Extracted data entries:
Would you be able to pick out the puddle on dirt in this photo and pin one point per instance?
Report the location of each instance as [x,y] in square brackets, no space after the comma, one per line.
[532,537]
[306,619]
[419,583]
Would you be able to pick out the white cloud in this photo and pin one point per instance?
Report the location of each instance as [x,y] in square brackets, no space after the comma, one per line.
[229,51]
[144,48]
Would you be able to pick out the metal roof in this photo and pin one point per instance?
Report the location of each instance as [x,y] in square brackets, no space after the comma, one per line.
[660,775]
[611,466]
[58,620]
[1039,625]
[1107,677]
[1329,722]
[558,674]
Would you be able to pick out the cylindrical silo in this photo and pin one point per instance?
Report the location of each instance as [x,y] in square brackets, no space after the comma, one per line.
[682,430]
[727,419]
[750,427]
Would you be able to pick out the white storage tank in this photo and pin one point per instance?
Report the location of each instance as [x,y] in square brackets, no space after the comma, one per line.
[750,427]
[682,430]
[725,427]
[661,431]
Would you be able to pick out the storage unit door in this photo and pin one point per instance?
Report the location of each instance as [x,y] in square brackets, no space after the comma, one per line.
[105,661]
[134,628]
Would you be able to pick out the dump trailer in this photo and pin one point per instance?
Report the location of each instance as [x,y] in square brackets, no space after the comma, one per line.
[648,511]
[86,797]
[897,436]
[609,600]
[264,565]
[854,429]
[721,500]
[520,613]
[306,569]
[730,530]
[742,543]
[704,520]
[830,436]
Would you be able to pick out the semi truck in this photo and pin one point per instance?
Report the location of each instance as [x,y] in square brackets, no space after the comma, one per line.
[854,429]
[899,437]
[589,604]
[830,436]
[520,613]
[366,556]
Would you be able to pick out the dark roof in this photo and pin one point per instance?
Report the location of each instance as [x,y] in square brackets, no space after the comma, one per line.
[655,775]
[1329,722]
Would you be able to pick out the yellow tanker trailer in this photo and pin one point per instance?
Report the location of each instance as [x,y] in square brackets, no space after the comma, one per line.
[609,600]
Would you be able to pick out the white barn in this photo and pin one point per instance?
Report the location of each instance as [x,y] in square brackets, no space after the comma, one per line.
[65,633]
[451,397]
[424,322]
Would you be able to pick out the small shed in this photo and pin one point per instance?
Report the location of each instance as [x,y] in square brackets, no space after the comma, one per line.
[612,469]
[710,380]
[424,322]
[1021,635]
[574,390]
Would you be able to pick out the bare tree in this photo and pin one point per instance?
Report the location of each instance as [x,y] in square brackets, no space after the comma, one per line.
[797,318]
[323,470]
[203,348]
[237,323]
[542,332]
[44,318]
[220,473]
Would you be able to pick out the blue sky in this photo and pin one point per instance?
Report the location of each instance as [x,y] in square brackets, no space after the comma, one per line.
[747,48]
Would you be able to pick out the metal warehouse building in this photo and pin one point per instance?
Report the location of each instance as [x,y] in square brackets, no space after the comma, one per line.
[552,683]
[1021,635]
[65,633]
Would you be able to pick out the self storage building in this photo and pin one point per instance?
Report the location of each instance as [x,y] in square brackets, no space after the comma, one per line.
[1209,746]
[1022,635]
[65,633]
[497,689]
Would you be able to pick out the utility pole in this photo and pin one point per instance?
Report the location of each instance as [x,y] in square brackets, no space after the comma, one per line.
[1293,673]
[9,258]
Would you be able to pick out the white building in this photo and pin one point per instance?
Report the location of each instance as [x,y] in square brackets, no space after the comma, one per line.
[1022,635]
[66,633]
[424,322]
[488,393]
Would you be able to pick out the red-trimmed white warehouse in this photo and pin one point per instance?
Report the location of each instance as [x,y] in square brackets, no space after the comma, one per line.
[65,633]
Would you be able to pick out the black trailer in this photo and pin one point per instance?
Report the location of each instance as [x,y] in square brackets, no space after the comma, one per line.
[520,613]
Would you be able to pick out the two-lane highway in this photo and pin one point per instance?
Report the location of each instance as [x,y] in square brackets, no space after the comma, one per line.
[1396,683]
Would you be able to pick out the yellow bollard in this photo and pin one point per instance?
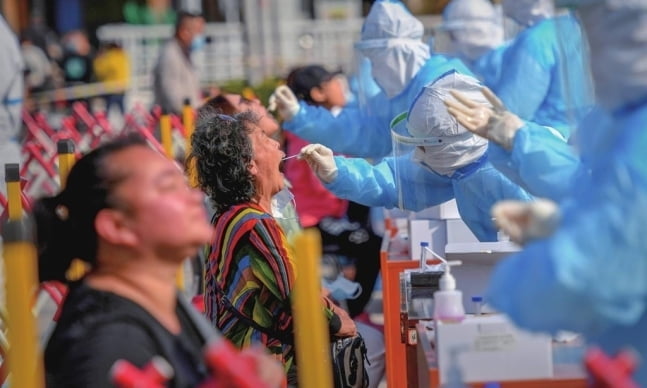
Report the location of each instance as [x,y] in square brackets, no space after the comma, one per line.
[188,120]
[311,332]
[23,358]
[12,177]
[167,143]
[165,134]
[66,160]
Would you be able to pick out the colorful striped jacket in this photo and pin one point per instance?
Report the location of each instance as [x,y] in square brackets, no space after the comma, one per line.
[251,263]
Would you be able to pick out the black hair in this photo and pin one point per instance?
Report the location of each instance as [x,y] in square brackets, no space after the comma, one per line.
[301,80]
[222,104]
[65,222]
[222,152]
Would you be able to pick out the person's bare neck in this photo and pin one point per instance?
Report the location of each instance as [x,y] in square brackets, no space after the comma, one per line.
[263,199]
[150,286]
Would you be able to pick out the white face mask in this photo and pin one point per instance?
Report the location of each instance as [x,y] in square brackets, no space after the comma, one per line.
[283,205]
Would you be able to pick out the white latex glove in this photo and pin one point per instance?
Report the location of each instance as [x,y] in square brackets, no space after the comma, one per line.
[526,221]
[321,161]
[495,123]
[285,101]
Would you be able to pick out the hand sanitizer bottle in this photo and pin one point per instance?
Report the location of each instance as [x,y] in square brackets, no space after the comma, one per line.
[448,301]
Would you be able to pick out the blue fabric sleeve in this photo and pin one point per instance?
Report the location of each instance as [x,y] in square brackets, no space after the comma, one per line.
[540,161]
[375,185]
[525,76]
[592,273]
[349,133]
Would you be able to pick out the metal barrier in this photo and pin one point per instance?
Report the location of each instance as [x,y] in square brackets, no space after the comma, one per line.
[229,55]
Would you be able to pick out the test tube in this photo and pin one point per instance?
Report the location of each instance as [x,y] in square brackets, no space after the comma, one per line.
[478,304]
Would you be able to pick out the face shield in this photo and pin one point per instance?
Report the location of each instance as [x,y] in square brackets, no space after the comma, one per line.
[616,32]
[430,137]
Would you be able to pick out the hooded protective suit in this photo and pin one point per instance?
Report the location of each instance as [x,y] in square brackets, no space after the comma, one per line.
[400,64]
[447,162]
[476,32]
[590,276]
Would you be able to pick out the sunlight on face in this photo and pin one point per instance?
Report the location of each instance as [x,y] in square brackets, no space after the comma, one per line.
[167,215]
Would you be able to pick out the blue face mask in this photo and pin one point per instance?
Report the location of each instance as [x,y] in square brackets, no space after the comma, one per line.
[198,42]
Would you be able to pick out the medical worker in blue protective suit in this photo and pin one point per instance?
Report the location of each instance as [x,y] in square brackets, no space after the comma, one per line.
[542,79]
[401,65]
[589,274]
[533,156]
[445,162]
[475,30]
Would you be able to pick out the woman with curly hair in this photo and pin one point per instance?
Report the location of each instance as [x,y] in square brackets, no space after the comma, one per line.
[250,270]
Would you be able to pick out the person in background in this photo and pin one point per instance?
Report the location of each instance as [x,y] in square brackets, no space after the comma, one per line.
[112,68]
[476,33]
[175,78]
[250,269]
[544,77]
[129,213]
[344,226]
[11,98]
[38,68]
[76,63]
[396,58]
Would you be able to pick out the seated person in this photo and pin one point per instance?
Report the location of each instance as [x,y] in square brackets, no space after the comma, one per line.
[250,270]
[128,212]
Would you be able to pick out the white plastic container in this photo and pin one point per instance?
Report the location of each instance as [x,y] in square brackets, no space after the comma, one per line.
[448,301]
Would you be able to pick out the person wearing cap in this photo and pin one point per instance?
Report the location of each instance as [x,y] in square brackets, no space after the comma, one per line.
[344,226]
[455,166]
[476,34]
[401,65]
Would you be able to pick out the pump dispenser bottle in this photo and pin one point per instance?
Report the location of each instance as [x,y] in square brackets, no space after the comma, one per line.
[448,301]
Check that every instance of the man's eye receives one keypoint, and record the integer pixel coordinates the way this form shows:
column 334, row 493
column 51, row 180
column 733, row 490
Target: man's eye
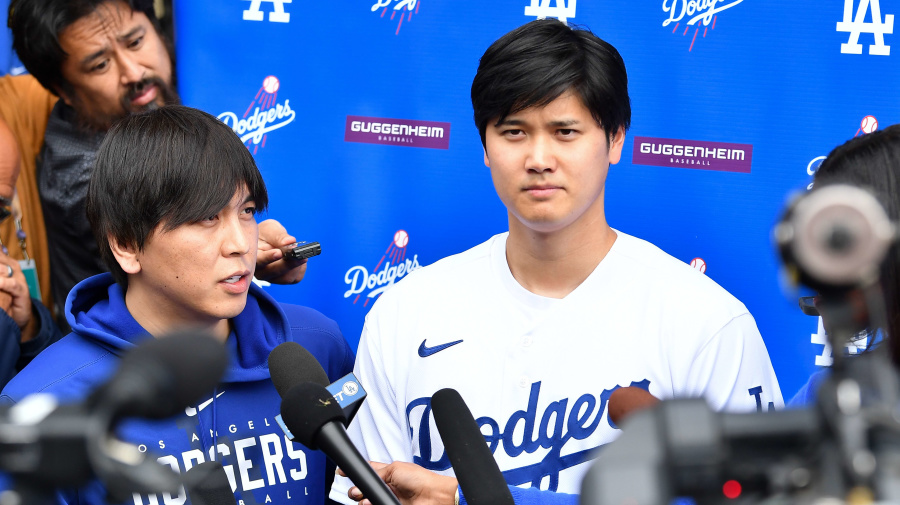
column 100, row 66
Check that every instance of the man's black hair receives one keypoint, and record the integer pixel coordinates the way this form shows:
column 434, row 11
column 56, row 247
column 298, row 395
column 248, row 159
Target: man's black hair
column 165, row 168
column 537, row 62
column 37, row 24
column 872, row 162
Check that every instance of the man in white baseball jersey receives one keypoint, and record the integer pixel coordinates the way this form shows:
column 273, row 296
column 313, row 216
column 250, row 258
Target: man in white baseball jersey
column 538, row 326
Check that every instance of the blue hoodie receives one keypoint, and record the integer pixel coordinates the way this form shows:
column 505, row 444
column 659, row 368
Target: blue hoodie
column 237, row 419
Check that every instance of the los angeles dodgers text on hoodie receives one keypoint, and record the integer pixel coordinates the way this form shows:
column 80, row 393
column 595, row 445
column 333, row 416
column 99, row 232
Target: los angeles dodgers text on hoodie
column 234, row 425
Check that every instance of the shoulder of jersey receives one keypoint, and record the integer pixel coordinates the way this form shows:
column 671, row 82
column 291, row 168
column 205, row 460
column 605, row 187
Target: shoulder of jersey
column 663, row 272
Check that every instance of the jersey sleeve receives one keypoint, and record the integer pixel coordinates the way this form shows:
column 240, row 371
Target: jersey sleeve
column 377, row 429
column 732, row 370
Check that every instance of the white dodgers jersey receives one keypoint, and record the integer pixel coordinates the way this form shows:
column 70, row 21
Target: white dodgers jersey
column 537, row 372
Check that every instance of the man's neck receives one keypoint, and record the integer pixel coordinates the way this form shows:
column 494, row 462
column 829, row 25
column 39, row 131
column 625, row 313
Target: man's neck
column 160, row 321
column 553, row 264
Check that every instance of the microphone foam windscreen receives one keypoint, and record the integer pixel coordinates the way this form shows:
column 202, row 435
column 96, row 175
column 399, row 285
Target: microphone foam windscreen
column 479, row 477
column 290, row 364
column 306, row 408
column 207, row 484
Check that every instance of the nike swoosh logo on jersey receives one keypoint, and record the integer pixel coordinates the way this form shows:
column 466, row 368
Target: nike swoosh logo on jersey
column 191, row 411
column 428, row 351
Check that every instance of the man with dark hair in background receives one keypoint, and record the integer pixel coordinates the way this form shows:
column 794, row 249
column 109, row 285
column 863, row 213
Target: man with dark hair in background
column 538, row 326
column 181, row 244
column 105, row 59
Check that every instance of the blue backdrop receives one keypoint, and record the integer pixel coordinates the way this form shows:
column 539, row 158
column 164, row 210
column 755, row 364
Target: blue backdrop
column 365, row 137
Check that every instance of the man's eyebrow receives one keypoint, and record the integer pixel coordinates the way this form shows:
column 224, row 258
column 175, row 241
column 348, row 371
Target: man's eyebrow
column 134, row 31
column 509, row 122
column 563, row 123
column 93, row 56
column 100, row 52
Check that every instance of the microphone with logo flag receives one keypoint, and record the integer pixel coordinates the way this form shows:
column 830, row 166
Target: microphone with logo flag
column 291, row 364
column 314, row 419
column 479, row 477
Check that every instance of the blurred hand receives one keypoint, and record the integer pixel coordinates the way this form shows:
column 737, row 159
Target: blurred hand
column 411, row 484
column 16, row 289
column 271, row 265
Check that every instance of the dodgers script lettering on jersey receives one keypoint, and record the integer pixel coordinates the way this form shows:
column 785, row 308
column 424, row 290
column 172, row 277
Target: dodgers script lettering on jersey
column 559, row 423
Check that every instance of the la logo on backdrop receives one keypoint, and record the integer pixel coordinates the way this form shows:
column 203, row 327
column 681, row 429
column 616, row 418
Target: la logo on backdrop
column 405, row 8
column 699, row 13
column 277, row 15
column 858, row 25
column 541, row 9
column 264, row 115
column 867, row 125
column 396, row 266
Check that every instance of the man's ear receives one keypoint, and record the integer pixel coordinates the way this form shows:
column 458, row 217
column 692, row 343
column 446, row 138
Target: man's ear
column 126, row 255
column 615, row 146
column 63, row 95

## TASK ITEM
Print, please, the lines above from the very first through the one that holds "Would you be able to pick out the white cloud", both included, word for word and with nothing else.

## RESPONSE TO THE TASK
Would you be able to pick out the puddle on dirt in this photo and pin one point per instance?
Report the location of each instance as [x,y] in square brackets, no space after the comma, one per line.
[532,537]
[306,619]
[419,583]
Would you be able to pick out the white cloud in this photo and pin one point per instance?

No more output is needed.